● Trecho para leitura
Para José Júlio Senna, chance de guerra eleva aversão ao risco

Incógnita sobre próximo governo explica dólar alto

DO PAINEL S.A.

A incerteza quanto à qualidade da política econômica do próximo governo e o cenário externo adverso são duas das razões principais para a alta do dólar, que fechou a R$ 3,405 na sexta-feira e acumula alta de 13% no mês.
A opinião é do economista José Júlio Senna, 56, Ph.D. em economia pela Universidade Johns Hopkins University (EUA), ex-diretor do Banco Central e sócio da MCM Consultores Associados. Para ele, a situação ainda pode piorar, em caso de uma guerra. No cenário doméstico, o BC tem pouco o que fazer. Leia a seguir trechos da entrevista dada à Folha. (GUILHERME BARROS).

Folha - Diante do quadro atual, é possível dizer que o pacote de cerca de US$ 30,5 bilhões do FMI não ajudou em nada?
José Júlio Senna
- Creio que não é possível afirmar isso. O quadro atual seria bem mais tenso, se não tivesse sido fechado o programa com o Fundo Monetário. De modo geral, as expectativas do mercado, tanto aqui quanto lá fora, foram relativamente contidas quando os candidatos à Presidência assumiram publicamente o compromisso de dar continuidade ao programa posto em prática pela administração Fernando Henrique Cardoso.
O apoio do FMI, porém, não opera milagres. Ele serve de indutor à oferta de crédito por parte do setor privado, mas não consegue assegurar que essa oferta se manifeste na intensidade e no ritmo desejados. Além disso, a despeito do compromisso assumido, nada garante que não se possa voltar atrás. Observe-se, por exemplo, que, de acordo com o que está definido no programa atual, pode ser preciso redefinir as metas trimestrais de superávit primário, em função do comportamento do juro real e do efetivo desempenho da economia. Se o juro real não cair de maneira expressiva, e se a economia não retomar a trajetória de crescimento, as condições de estabilidade da relação dívida/ PIB exigirão algum aumento do superávit primário.

● Alguns registros

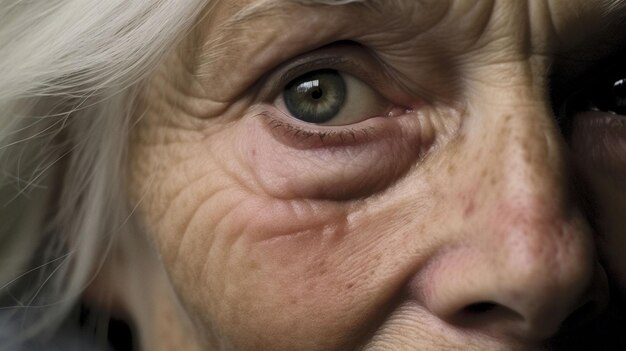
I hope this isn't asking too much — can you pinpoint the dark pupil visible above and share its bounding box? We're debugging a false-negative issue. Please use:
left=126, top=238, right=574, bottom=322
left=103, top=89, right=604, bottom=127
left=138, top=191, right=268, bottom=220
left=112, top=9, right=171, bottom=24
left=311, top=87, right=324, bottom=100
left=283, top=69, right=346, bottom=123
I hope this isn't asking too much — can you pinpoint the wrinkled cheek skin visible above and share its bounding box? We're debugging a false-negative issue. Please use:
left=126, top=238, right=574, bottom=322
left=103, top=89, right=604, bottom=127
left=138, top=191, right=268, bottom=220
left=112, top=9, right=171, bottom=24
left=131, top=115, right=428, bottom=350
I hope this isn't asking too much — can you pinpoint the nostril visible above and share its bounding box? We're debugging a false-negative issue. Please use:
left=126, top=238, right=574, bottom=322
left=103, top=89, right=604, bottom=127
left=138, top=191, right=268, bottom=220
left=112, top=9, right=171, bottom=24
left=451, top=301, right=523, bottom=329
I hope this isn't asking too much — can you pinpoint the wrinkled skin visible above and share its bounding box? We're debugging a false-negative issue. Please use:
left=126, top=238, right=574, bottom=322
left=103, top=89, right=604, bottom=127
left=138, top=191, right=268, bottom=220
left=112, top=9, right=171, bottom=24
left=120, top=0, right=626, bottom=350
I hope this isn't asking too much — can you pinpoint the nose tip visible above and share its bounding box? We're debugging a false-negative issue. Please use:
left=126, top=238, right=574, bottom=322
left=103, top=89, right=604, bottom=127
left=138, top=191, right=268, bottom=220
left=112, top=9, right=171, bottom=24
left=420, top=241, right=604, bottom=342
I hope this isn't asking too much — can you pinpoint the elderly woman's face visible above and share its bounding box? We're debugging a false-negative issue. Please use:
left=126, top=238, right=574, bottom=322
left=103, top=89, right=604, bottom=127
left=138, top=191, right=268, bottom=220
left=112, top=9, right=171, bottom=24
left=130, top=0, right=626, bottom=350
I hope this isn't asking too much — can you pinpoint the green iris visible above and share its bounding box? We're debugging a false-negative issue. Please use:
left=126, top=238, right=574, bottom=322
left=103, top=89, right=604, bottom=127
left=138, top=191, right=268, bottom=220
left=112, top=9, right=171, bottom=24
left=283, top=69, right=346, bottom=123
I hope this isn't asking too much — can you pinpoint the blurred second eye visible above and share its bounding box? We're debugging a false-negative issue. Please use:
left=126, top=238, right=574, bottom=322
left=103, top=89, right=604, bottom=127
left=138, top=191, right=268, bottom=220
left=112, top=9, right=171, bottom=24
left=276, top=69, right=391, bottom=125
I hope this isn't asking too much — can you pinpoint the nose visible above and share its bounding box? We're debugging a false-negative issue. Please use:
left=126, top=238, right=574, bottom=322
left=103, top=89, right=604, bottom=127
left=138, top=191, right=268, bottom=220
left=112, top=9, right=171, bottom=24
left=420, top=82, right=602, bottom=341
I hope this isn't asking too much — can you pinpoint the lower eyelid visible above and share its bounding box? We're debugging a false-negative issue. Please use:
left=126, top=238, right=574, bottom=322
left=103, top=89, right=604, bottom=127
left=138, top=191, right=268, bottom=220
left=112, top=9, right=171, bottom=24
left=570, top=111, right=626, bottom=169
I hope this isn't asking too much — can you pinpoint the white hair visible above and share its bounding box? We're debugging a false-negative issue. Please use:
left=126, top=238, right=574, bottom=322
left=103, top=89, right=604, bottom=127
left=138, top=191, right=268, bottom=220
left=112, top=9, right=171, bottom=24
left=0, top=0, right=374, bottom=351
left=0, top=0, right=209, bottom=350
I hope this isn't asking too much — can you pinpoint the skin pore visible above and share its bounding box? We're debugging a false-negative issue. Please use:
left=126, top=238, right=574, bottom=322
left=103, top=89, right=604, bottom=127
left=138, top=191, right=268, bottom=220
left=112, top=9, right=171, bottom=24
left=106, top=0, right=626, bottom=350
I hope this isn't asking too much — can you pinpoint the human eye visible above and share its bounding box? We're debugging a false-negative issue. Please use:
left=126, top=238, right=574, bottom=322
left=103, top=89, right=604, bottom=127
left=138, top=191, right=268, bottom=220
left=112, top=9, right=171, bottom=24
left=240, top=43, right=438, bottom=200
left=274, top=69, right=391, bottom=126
--
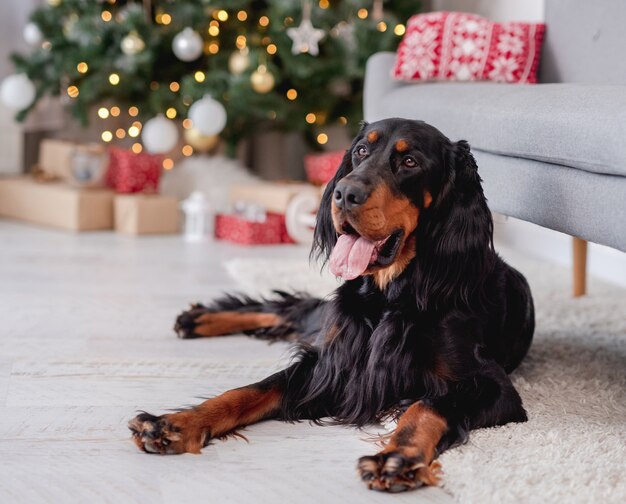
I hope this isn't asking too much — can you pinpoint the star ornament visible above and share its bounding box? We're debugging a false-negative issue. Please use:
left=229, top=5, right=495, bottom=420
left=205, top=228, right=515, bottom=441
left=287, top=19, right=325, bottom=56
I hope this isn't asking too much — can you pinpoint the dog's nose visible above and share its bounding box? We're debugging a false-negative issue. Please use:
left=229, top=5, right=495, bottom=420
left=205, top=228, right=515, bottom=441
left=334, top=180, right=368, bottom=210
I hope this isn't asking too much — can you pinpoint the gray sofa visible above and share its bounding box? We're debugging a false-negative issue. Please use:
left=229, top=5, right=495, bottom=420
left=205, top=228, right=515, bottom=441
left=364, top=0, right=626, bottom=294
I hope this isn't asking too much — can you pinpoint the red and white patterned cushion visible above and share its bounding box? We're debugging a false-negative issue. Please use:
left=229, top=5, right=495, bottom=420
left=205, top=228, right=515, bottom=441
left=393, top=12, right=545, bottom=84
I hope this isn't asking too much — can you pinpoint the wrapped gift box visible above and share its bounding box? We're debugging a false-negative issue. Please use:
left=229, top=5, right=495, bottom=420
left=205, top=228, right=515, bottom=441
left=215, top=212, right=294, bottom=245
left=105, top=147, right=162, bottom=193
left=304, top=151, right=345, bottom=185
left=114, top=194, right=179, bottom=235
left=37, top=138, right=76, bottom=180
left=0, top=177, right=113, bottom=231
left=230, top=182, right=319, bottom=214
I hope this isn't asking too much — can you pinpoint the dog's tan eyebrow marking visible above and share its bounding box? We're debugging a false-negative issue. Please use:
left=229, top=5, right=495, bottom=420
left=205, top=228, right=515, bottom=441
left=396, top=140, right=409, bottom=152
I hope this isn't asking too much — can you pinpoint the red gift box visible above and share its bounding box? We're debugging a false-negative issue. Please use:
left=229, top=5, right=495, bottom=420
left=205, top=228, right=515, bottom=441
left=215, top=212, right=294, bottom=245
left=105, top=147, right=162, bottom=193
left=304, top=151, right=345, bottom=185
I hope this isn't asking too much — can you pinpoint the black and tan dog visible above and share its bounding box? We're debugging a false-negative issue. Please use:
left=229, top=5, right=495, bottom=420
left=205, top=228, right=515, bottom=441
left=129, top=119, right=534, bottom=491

● Objetivo da tarefa
Reescreva em forma de lista o parágrafo da entrevista iniciado por "O apoio do FMI, porém", preservando seus fatos principais.

● Resposta completa
- O apoio do FMI não opera milagres.
- Ele induz a oferta de crédito pelo setor privado, mas não assegura que ela ocorra na intensidade e no ritmo desejados.
- Apesar do compromisso assumido, nada garante que não haja recuo.
- Pelo programa atual, as metas trimestrais de superávit primário podem precisar ser redefinidas conforme o comportamento do juro real e o desempenho efetivo da economia.
- Se o juro real não cair de maneira expressiva e a economia não retomar o crescimento, a estabilidade da relação dívida/PIB exigirá algum aumento do superávit primário.